◆ Box annotations for photos ◆
* * * * * * *

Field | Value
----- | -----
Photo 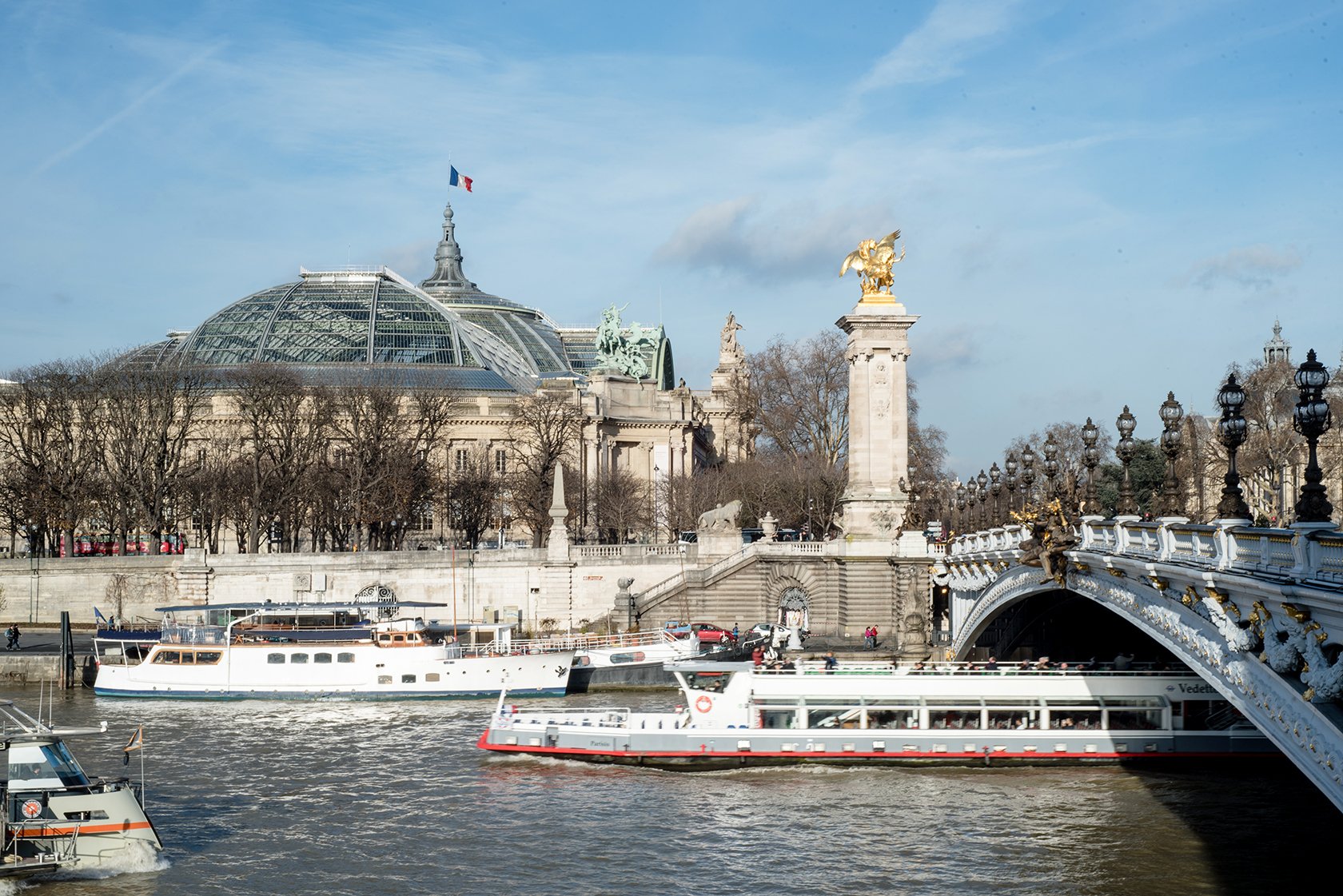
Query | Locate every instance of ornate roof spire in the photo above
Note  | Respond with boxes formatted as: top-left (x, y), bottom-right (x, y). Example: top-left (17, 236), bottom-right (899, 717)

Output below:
top-left (420, 203), bottom-right (480, 293)
top-left (1264, 318), bottom-right (1292, 364)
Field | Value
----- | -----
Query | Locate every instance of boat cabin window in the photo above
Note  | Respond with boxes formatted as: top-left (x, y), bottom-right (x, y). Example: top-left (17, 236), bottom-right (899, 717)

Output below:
top-left (928, 707), bottom-right (980, 730)
top-left (10, 743), bottom-right (89, 790)
top-left (1106, 709), bottom-right (1162, 731)
top-left (988, 704), bottom-right (1039, 731)
top-left (807, 705), bottom-right (863, 728)
top-left (153, 650), bottom-right (223, 667)
top-left (685, 671), bottom-right (728, 691)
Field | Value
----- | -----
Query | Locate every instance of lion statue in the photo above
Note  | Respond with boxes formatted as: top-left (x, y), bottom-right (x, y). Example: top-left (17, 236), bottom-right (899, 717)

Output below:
top-left (695, 500), bottom-right (741, 532)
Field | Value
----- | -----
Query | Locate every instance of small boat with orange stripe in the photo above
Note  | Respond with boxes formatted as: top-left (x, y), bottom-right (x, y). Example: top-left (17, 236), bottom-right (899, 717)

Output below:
top-left (478, 659), bottom-right (1277, 771)
top-left (0, 700), bottom-right (162, 877)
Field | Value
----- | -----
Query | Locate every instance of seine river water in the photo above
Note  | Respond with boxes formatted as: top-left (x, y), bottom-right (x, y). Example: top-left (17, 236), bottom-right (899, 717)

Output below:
top-left (4, 687), bottom-right (1343, 896)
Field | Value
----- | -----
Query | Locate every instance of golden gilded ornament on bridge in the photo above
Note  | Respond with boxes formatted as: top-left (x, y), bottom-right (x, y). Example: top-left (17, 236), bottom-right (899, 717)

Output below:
top-left (839, 229), bottom-right (905, 304)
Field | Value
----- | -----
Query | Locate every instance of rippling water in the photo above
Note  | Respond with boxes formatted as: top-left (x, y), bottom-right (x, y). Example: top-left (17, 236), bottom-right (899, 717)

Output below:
top-left (4, 687), bottom-right (1343, 896)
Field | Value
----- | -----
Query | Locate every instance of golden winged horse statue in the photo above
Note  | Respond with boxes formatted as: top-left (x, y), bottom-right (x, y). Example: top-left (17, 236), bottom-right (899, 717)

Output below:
top-left (839, 229), bottom-right (905, 296)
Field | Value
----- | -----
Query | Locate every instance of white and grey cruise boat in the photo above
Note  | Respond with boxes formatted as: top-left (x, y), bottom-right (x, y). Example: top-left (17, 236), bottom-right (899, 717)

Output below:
top-left (94, 602), bottom-right (573, 700)
top-left (478, 661), bottom-right (1277, 770)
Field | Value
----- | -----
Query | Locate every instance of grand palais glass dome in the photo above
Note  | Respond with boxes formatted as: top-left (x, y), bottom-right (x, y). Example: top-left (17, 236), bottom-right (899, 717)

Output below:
top-left (130, 207), bottom-right (674, 392)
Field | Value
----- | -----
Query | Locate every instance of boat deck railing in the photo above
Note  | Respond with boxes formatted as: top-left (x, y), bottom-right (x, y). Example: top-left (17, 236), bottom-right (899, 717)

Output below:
top-left (158, 622), bottom-right (229, 643)
top-left (753, 659), bottom-right (1194, 677)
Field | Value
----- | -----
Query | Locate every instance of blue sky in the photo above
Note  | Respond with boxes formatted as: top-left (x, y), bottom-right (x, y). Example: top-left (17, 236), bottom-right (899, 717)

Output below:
top-left (0, 0), bottom-right (1343, 474)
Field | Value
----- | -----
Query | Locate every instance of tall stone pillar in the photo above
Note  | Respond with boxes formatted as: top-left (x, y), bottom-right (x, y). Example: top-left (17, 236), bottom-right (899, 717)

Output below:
top-left (835, 292), bottom-right (919, 544)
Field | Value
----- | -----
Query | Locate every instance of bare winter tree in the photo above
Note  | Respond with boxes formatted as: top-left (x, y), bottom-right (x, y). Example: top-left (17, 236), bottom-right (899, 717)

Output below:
top-left (329, 383), bottom-right (460, 551)
top-left (0, 359), bottom-right (101, 555)
top-left (509, 388), bottom-right (583, 547)
top-left (592, 469), bottom-right (654, 544)
top-left (229, 364), bottom-right (333, 553)
top-left (447, 448), bottom-right (504, 548)
top-left (749, 330), bottom-right (849, 466)
top-left (97, 364), bottom-right (205, 553)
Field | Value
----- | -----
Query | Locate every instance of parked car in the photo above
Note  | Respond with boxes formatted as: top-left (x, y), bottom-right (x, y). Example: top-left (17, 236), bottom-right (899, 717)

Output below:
top-left (666, 622), bottom-right (736, 643)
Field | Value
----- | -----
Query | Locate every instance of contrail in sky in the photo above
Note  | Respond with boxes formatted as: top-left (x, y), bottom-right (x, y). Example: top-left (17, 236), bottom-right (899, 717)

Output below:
top-left (28, 42), bottom-right (225, 177)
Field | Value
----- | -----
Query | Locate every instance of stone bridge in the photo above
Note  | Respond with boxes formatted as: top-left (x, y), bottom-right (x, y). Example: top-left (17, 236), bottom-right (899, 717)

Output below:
top-left (934, 517), bottom-right (1343, 810)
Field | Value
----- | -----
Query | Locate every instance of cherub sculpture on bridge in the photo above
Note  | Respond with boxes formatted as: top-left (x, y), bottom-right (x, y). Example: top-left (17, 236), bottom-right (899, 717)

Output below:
top-left (1011, 499), bottom-right (1077, 588)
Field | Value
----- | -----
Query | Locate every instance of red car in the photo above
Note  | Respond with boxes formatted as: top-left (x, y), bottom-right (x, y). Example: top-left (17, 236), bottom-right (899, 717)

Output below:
top-left (691, 622), bottom-right (736, 643)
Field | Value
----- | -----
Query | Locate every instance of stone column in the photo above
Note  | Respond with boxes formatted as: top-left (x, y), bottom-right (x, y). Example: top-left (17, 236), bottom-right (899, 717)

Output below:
top-left (835, 294), bottom-right (919, 547)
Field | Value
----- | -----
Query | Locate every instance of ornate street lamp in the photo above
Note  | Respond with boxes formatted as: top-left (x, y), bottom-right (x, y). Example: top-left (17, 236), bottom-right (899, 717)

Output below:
top-left (1021, 444), bottom-right (1035, 509)
top-left (1217, 372), bottom-right (1250, 520)
top-left (1292, 348), bottom-right (1333, 523)
top-left (988, 460), bottom-right (1003, 525)
top-left (1082, 416), bottom-right (1100, 513)
top-left (1161, 392), bottom-right (1185, 516)
top-left (1114, 404), bottom-right (1138, 516)
top-left (975, 468), bottom-right (988, 529)
top-left (1045, 432), bottom-right (1058, 501)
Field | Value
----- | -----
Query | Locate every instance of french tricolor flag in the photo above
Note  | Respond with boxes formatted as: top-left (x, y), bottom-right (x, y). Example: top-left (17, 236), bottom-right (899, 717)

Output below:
top-left (447, 165), bottom-right (472, 192)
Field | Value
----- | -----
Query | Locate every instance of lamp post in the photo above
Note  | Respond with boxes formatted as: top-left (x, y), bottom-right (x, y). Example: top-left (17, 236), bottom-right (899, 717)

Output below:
top-left (1045, 432), bottom-right (1058, 501)
top-left (1082, 416), bottom-right (1100, 513)
top-left (1161, 392), bottom-right (1185, 516)
top-left (1021, 444), bottom-right (1035, 511)
top-left (988, 460), bottom-right (1003, 525)
top-left (966, 477), bottom-right (979, 529)
top-left (975, 468), bottom-right (988, 529)
top-left (1292, 348), bottom-right (1333, 523)
top-left (952, 480), bottom-right (966, 535)
top-left (1114, 404), bottom-right (1138, 516)
top-left (1217, 372), bottom-right (1250, 521)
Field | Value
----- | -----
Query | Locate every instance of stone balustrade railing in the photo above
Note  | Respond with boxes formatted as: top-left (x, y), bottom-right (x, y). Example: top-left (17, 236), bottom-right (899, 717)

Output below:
top-left (946, 517), bottom-right (1343, 586)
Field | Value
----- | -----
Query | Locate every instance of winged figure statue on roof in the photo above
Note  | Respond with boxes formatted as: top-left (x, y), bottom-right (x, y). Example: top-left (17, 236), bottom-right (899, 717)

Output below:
top-left (839, 229), bottom-right (905, 296)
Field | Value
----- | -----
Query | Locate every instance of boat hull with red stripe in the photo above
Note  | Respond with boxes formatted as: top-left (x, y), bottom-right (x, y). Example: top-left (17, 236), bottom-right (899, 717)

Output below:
top-left (478, 663), bottom-right (1277, 770)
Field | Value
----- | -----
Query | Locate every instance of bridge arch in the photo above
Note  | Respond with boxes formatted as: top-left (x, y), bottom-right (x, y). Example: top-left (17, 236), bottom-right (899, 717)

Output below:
top-left (950, 563), bottom-right (1343, 810)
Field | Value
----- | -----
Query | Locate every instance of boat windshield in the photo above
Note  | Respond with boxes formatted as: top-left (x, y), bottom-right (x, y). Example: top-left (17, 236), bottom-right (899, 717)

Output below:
top-left (10, 740), bottom-right (89, 790)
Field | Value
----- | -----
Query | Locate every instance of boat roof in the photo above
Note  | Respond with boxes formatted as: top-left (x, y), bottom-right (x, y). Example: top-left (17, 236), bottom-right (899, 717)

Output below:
top-left (154, 600), bottom-right (447, 612)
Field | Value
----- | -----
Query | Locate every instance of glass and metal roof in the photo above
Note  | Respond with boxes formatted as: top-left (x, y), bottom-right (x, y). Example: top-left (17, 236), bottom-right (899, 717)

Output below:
top-left (114, 200), bottom-right (673, 392)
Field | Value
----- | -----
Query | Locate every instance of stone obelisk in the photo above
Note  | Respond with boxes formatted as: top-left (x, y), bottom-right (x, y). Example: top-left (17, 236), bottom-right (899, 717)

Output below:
top-left (835, 229), bottom-right (923, 552)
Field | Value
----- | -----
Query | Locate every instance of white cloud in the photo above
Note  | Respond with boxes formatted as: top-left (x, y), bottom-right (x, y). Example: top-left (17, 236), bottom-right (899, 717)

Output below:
top-left (1177, 243), bottom-right (1301, 292)
top-left (859, 0), bottom-right (1017, 93)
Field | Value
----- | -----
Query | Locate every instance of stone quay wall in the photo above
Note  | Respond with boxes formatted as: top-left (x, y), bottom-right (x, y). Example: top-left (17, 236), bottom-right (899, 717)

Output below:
top-left (0, 545), bottom-right (695, 630)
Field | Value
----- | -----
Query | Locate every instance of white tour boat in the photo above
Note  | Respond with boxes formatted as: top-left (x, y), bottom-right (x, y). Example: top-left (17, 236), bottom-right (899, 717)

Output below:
top-left (94, 602), bottom-right (573, 699)
top-left (561, 630), bottom-right (719, 693)
top-left (478, 661), bottom-right (1277, 770)
top-left (0, 700), bottom-right (162, 877)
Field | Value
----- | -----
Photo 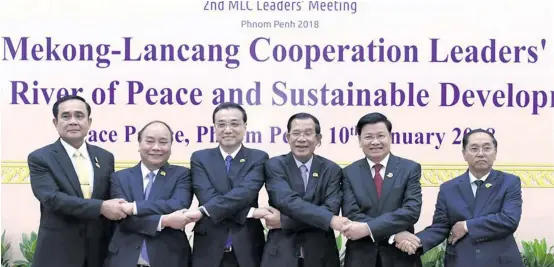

* * * * * * *

◆ Exercise instructions ◆
Update the stretch from the start of the entries through the line containing "top-left (1264, 318), bottom-right", replacing "ornate roof spire" with "decorative roof spire" and leaving everything else unchanged. Omit the pictures from your output.

◆ Result of the exercise ◆
Field | Value
----- | -----
Photo 
Query | Locate every instance of decorative roof spire in the photo above
Note  | Respond with boxes formatted as: top-left (x, y), bottom-right (x, y). Example: top-left (17, 236), bottom-right (899, 717)

Output below:
top-left (420, 203), bottom-right (480, 293)
top-left (1264, 318), bottom-right (1292, 364)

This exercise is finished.